**Work task:**
Reproduce the stretch of the essay on culture's obsession with couples from "The animals walked" through "our ‘other halves’.", keeping every word unchanged.

**Text section:**
________________________
Two is Better than One: Culture's Obsession with Couples

Two is Better than One: Culture's Obsession with Couples

The animals walked into the ark two by two. A child is the product of a mother and a father. We are taught that marriage is the ultimate act of love because it means two people are joining into one.

As a society, we are obsessed with feeling whole, and on the whole, that means finding someone to kiss our wounds and insecurities goodbye in the dark hours of the night. Our partners become our ‘other halves’.

Films, music and novels condition us to love a romance. Oasis croon us with the idea that we can be someone’s Wonderwall. Chuck and Blair ended up together because of some higher magnetism that ‘pulled them in’. As did Ross and Rachel; Jack and Rose; Elizabeth and Mr Darcy, even Jane Eyre was pulled in by the creepy Mr Rochester because she psychically hears his voice calling to her across the country.

Soulmates. Is there even such a thing? It is time we recognised the power of the individual.
________________________
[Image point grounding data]

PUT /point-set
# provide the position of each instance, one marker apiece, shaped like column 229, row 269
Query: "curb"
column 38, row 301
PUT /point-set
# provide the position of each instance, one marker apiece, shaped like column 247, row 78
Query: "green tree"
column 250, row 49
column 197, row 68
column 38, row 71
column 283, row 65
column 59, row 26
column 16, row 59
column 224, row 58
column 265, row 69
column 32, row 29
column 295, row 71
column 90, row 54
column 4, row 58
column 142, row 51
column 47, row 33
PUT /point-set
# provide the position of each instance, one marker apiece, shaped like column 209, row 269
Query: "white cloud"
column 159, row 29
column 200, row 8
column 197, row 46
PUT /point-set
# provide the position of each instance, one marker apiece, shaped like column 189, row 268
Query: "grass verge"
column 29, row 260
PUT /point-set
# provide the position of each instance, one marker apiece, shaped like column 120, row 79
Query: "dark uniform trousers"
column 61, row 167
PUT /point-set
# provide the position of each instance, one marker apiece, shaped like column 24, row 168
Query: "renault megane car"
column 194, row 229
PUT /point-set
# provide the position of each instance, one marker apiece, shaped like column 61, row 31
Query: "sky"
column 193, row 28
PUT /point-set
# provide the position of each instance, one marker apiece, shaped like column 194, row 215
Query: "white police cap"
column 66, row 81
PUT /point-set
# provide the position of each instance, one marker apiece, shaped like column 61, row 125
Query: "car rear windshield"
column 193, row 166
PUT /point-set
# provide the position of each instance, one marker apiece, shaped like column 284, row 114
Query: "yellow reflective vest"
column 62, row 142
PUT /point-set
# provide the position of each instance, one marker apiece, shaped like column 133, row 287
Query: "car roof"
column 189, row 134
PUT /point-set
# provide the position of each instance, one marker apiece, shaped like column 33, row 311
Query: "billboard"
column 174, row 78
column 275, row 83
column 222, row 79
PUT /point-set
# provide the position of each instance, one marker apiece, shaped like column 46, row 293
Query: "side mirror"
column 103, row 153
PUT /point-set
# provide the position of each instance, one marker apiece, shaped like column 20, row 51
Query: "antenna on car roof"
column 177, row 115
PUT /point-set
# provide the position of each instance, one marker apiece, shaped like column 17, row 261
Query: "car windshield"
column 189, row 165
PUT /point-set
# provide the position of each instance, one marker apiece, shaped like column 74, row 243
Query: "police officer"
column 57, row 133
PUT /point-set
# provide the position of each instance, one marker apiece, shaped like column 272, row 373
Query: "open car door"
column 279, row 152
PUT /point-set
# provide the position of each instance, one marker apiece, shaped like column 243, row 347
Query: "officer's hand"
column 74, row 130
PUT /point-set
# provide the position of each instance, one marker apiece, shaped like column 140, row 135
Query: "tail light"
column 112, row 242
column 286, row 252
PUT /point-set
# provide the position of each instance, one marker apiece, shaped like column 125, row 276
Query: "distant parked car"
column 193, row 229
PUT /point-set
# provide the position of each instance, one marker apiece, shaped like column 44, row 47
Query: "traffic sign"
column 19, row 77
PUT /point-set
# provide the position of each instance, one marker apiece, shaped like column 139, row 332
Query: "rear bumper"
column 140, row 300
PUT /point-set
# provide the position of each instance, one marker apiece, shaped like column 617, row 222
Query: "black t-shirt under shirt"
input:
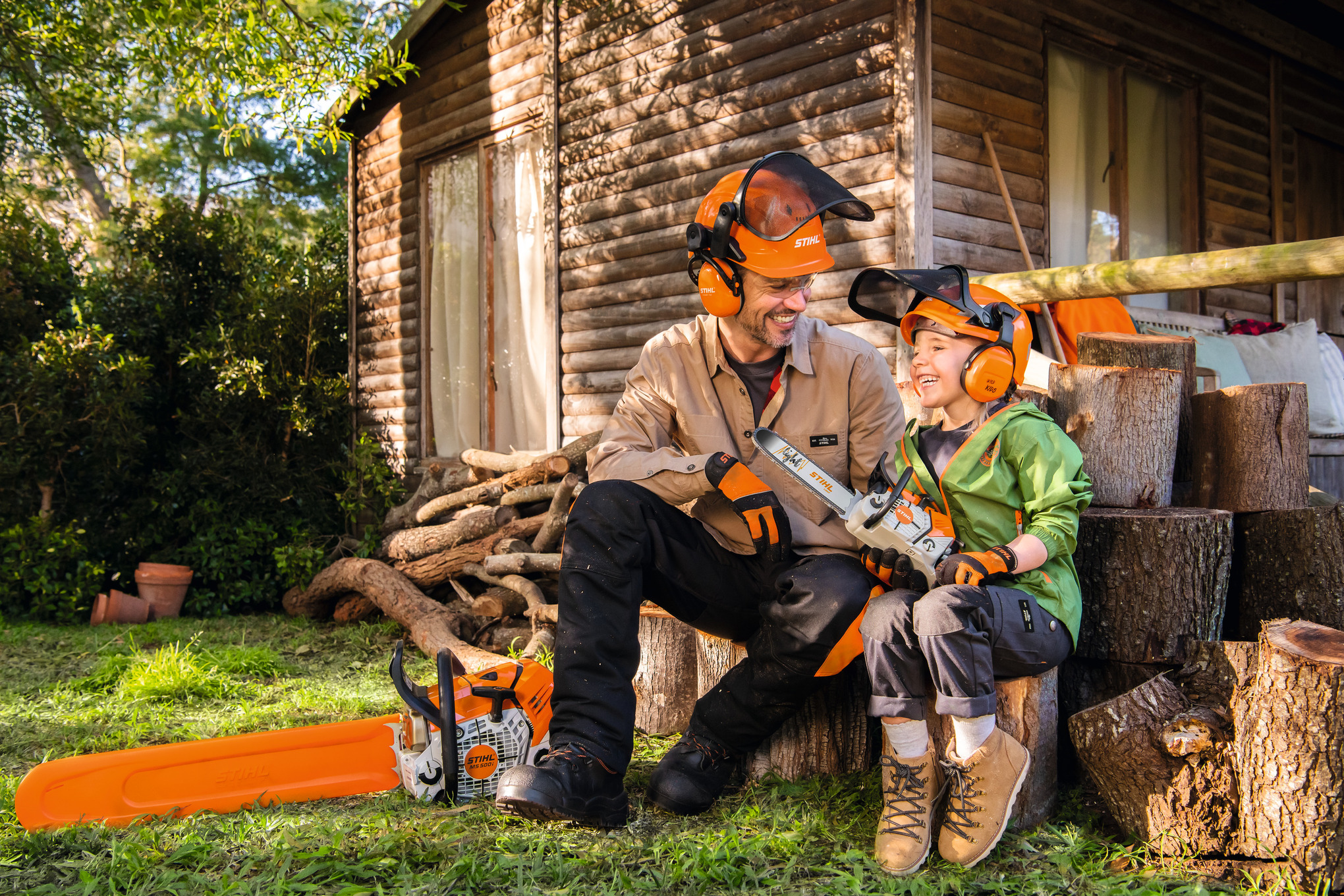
column 757, row 376
column 937, row 445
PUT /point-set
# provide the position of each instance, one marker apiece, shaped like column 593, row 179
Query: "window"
column 1117, row 164
column 491, row 341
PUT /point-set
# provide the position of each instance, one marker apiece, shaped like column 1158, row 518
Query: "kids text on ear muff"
column 947, row 296
column 766, row 219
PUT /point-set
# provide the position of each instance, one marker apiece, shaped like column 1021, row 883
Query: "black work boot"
column 567, row 783
column 692, row 774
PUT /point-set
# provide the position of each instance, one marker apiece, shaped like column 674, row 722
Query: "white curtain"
column 1154, row 125
column 1082, row 229
column 455, row 305
column 524, row 339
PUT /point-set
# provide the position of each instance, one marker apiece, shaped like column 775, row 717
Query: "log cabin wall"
column 660, row 102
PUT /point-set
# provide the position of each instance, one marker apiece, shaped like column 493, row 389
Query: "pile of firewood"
column 469, row 562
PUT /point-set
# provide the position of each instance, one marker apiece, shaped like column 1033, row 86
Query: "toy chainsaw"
column 501, row 716
column 885, row 516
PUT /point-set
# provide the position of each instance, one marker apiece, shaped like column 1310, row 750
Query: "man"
column 753, row 557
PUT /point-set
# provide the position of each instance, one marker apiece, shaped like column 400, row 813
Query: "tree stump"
column 1125, row 422
column 829, row 735
column 1250, row 448
column 1150, row 350
column 1291, row 747
column 665, row 681
column 1163, row 766
column 1028, row 711
column 1152, row 580
column 1289, row 563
________________________
**Result for this exercise:**
The animals walked into the ark two by two. A child is the product of a mother and a father. We are taught that marriage is the ultimate act of love because it means two people are joining into one.

As a society, we are obsessed with feeling whole, and on the whole, that means finding someone to kiss our wounds and insecurities goodbye in the dark hours of the night. Our partners become our ‘other halves’.